### TEXTE FOURNI
__________________________________________________

Mais Gianfranco La Grassa ne mange pas de ce pain-là. Il maintient ferme la nécessité d’une action anticapitaliste. J’ai bien dit nécessité d’une action, ce qui renvoie à la capacité des sujets de vouloir quelque chose pour des raisons bien fondées principalement morales, à la différence de la nécessité d’un mouvement historique qui se déroule en quelque sorte dans le dos des sujets. Voyons les justifications de Gianfranco La Grassa.
« Toutefois, comme on l’a déjà dit, la lutte qui se déroule dans les points les plus avancés du mode de production capitaliste arrivé à son ”plein“ développement, si elle est laissée à elle-même, porte dans les deux directions du revenu – et des conditions de vie, de travail, etc. – entre les divers groupes et classes sociales, positionnés entre eux sur un plan d’égalité formelle, et de la distribution des parts de domination entre les agents décideurs, qui sont ceux qui mettent en œuvre les stratégies dans les sphères économique, politique et culturelle de la société capitaliste. Précisément pour cette raison doivent se former des groupes d’action stratégique, évidemment anticapitaliste, qui portent le conflit social à un autre niveau que celui purement distributif, soit au niveau de l’analyse des conditions de possibilité de la transformation révolutionnaire, soit de la pratique qui tente de l’actualiser. » (p.179-180)
Pourquoi de tels groupes doivent-ils apparaître sans nécessité intrinsèque, bien que la possibilité formelle de leur apparition soit donnée dans les conflits de redistribution et d’hégémonie qui traversent la société capitaliste. La réponse de La Grassa peut paraître curieuse et un peu faible, du moins pour ceux qui se situent dans « le marxisme de la tradition » (ce qui n’est pas mon cas !) : de tels groupes ne se forment pas pour des raisons intrinsèques (cela découle de ce qu’on vient de dire) mais pour des motifs « plus profonds » « que je ne sais pas indiquer autrement qu’en ayant recours à l’expression tension morale. » (p.180) Cette tension morale qui renvoie au refus de la domination n’est pas propre aux individus d’une classe particulière mais peut apparaître dans toutes les classes de la société. Cette explication peut paraître beaucoup plus faible que les raisons « classistes » du marxisme de la tradition. Pourtant, c’est peut-être l’inverse qui est vrai : l’aspiration révolutionnaire ne peut pas être autre chose qu’une aspiration fondée sur la croyance dans certaines valeurs morales. De l’analyse de ce qui est (la description objective du mode de production capitaliste) on ne peut passer à l’action révolutionnaire qu’à partir de l’idée de ce qui doit être (laquelle ne se peut tirer mécaniquement de la première). Inversement, comme le fait remarque Gianfranco La Grassa, les revendications des strates inférieures de la société ont souvent servi de rampe de lancement « des groupes d’agents stratégiques tout autre qu’anticapitalistes » ! (ibid.)

__________________________________________________

### MATÉRIEL PRÉSENTÉ
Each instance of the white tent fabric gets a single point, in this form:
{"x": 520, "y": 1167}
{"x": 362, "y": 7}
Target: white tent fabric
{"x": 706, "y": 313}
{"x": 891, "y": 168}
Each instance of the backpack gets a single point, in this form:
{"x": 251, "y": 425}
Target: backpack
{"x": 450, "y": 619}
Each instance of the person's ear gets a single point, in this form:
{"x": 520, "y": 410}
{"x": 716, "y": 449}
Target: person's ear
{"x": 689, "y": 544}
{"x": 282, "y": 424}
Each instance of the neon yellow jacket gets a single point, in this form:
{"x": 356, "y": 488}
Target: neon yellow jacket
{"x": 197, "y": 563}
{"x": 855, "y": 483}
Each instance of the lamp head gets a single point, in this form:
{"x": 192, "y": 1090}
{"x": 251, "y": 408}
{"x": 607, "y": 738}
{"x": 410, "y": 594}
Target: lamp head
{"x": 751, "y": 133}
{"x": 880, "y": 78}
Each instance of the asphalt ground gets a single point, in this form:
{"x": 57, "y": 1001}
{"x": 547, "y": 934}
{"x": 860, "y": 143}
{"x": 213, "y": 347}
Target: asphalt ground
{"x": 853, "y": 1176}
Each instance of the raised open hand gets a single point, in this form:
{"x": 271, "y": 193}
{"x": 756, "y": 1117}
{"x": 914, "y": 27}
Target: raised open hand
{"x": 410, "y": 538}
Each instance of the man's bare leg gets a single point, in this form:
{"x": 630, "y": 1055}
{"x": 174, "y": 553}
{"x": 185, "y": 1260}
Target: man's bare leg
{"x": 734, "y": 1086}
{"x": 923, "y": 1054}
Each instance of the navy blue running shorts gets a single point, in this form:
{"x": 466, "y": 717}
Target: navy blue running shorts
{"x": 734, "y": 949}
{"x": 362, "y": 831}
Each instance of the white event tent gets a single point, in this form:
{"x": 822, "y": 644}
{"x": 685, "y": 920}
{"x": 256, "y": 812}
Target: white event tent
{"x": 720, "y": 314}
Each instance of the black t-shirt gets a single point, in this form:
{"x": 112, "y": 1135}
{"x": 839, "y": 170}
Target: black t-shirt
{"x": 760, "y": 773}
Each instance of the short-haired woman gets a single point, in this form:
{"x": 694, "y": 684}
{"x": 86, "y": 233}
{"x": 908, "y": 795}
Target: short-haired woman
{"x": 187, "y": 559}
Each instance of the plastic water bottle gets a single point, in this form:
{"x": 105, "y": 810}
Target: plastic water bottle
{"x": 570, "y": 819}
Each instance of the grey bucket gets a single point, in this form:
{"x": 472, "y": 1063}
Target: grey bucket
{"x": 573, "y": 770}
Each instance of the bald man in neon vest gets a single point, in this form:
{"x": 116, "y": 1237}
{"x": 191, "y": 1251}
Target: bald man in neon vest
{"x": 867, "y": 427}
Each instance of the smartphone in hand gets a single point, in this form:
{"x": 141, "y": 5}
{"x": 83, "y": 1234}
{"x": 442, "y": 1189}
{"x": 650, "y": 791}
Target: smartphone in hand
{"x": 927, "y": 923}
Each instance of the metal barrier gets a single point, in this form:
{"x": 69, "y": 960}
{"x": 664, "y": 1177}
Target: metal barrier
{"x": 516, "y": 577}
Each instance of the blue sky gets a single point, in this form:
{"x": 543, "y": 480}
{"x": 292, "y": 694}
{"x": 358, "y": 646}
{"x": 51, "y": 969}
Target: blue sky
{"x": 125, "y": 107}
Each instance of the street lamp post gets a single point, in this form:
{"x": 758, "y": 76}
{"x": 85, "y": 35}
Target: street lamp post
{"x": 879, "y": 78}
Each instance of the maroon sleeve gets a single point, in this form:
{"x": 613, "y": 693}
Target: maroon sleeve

__________________________________________________

### CONSIGNES DE TRAVAIL
[A] Dans le texte sur Gianfranco La Grassa, par quelle expression La Grassa désigne-t-il les motifs « plus profonds » qui font se former les groupes anticapitalistes ?
[B] Indiquez, s’il vous plaît, si chacune de ces affirmations s’accorde avec le texte sur Gianfranco La Grassa, en répondant par oui ou non et en citant les mots qui tranchent. (i) La tension morale est propre aux individus d’une classe particulière. (ii) Les groupes d’action stratégique portent le conflit social au-delà du niveau purement distributif. (iii) L’auteur se situe dans le marxisme de la tradition.
[C] Poursuivez le texte sur Gianfranco La Grassa à partir de sa dernière phrase.
La liste ne sert pas pour cet exercice.

### RÉPONSES CI-DESSOUS
[A] Par l’expression « tension morale ».

[B]
(i) Non : « n’est pas propre aux individus d’une classe particulière mais peut apparaître dans toutes les classes de la société ».
(ii) Oui : « qui portent le conflit social à un autre niveau que celui purement distributif ».
(iii) Non : « ce qui n’est pas mon cas ! ».

[C]
 Mais cette « tension morale », condition nécessaire, n’est cependant pas suffisante. Il est nécessaire de lui joindre « la capacité d’analyse des conditions de possibilité qu’ouvre, pour la transformation révolutionnaire anticapitaliste, la crise, avec la lutte aiguë déclenchée entre dominants pour révolutionner les positions de suprématie précédant la crise elle-même. » (p.181) Gianfranco La Grassa précise cependant qu’il ne s’agit pas de renouveler la théorie léniniste du parti d’avant-garde, puisqu’il n’y a plus de masse spontanément révolutionnaire… Mais on n’est tout de même pas très loin d’un léninisme épuré des éléments kautkystes ou marxistes orthodoxes.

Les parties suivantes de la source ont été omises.